Goal →
Locate each line in the rows below that contains the string "cactus" and copy those lines out. Case matters.

Material →

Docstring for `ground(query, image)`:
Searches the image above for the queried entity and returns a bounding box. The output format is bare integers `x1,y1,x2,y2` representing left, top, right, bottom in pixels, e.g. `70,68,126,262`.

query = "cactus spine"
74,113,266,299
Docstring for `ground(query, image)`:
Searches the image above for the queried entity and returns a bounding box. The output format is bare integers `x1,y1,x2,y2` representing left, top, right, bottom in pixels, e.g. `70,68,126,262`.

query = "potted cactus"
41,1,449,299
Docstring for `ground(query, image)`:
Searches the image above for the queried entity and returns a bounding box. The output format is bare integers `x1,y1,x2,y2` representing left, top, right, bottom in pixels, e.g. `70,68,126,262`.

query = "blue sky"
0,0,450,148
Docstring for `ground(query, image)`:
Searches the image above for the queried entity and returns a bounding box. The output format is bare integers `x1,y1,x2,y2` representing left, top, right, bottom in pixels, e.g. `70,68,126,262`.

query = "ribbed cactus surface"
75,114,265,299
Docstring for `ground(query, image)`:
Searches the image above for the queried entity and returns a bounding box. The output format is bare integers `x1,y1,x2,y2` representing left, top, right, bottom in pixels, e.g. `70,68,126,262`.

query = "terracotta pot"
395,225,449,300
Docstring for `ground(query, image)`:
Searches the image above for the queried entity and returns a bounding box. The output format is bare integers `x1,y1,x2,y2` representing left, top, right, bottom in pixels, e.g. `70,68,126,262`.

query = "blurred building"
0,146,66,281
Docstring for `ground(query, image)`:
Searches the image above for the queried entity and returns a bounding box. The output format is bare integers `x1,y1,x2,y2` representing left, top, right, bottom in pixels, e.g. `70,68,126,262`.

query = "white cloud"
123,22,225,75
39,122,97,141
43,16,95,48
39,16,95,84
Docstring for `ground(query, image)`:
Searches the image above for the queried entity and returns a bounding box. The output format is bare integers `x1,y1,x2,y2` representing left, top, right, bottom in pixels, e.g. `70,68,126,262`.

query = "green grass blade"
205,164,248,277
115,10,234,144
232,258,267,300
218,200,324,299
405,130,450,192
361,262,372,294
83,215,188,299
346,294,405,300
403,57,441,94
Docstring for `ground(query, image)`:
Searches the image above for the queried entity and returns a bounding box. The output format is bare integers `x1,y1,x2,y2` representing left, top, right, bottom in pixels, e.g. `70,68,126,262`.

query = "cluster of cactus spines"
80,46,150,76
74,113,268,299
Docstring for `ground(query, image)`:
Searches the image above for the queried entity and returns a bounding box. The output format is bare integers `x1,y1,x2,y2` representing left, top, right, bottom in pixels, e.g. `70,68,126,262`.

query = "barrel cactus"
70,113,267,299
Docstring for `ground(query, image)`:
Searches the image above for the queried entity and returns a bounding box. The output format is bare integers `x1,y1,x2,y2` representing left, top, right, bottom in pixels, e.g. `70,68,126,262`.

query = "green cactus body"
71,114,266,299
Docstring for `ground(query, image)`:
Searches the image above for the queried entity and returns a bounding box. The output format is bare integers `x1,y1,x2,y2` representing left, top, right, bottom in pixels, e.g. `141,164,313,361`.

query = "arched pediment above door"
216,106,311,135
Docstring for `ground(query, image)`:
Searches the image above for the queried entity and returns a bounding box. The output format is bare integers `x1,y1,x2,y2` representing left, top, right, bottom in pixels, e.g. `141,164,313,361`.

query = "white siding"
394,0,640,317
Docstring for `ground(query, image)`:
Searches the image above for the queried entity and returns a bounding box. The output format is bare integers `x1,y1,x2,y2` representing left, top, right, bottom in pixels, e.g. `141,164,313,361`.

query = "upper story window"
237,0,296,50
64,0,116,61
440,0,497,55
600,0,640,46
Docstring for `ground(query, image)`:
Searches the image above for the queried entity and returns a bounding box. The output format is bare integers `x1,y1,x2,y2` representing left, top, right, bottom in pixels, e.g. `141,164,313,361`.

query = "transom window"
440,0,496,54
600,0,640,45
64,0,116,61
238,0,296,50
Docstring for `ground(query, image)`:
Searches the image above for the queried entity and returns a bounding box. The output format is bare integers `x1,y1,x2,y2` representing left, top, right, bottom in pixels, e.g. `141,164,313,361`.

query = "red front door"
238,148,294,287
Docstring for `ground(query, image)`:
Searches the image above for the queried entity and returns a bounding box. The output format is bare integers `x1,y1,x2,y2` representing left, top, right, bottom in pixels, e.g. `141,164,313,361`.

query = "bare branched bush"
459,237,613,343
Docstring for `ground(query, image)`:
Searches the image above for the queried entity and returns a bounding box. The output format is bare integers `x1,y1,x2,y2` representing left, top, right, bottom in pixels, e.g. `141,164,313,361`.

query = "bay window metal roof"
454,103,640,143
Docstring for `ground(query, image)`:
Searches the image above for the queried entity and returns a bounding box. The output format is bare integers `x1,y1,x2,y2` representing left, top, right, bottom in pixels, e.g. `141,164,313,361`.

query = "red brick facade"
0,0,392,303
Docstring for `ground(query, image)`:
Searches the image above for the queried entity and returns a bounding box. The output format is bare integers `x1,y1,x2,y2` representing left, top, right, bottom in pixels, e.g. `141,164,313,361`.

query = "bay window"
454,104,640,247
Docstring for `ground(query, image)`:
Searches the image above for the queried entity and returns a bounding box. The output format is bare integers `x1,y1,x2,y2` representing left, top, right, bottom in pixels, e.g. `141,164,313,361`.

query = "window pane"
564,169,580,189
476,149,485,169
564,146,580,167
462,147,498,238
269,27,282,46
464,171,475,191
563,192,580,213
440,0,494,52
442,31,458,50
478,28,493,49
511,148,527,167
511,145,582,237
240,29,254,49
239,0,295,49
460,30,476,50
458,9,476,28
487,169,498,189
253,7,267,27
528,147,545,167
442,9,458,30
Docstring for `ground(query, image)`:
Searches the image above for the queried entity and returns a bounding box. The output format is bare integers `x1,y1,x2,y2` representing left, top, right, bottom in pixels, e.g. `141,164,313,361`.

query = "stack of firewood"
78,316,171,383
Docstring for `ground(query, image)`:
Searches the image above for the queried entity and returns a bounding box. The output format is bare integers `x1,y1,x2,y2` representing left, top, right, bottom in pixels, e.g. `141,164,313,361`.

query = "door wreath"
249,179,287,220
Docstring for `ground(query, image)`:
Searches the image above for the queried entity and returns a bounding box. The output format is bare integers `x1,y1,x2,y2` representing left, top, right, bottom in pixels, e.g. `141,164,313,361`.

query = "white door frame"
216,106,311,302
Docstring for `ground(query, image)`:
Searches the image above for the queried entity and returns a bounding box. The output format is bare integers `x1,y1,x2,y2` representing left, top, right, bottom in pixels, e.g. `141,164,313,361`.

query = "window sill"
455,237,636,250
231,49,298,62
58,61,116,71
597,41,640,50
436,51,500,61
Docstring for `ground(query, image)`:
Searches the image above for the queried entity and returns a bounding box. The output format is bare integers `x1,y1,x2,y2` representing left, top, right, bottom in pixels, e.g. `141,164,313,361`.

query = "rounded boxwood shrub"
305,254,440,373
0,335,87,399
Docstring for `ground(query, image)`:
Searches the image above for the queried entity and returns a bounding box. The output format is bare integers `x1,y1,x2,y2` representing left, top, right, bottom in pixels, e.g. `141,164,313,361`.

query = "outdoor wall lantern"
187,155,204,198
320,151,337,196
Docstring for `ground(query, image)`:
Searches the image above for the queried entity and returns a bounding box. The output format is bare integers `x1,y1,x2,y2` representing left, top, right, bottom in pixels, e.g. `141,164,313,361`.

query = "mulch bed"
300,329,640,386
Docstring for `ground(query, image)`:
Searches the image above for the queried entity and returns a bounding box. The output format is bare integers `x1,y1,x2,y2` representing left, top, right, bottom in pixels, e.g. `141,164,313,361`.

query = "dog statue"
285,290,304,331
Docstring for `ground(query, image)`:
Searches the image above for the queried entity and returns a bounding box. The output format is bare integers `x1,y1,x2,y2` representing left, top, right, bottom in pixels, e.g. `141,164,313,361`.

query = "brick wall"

Exercise result →
query = "cactus spine"
query = "potted cactus"
query = "ribbed cactus surface"
query = "cluster of cactus spines"
query = "barrel cactus"
query = "green cactus body"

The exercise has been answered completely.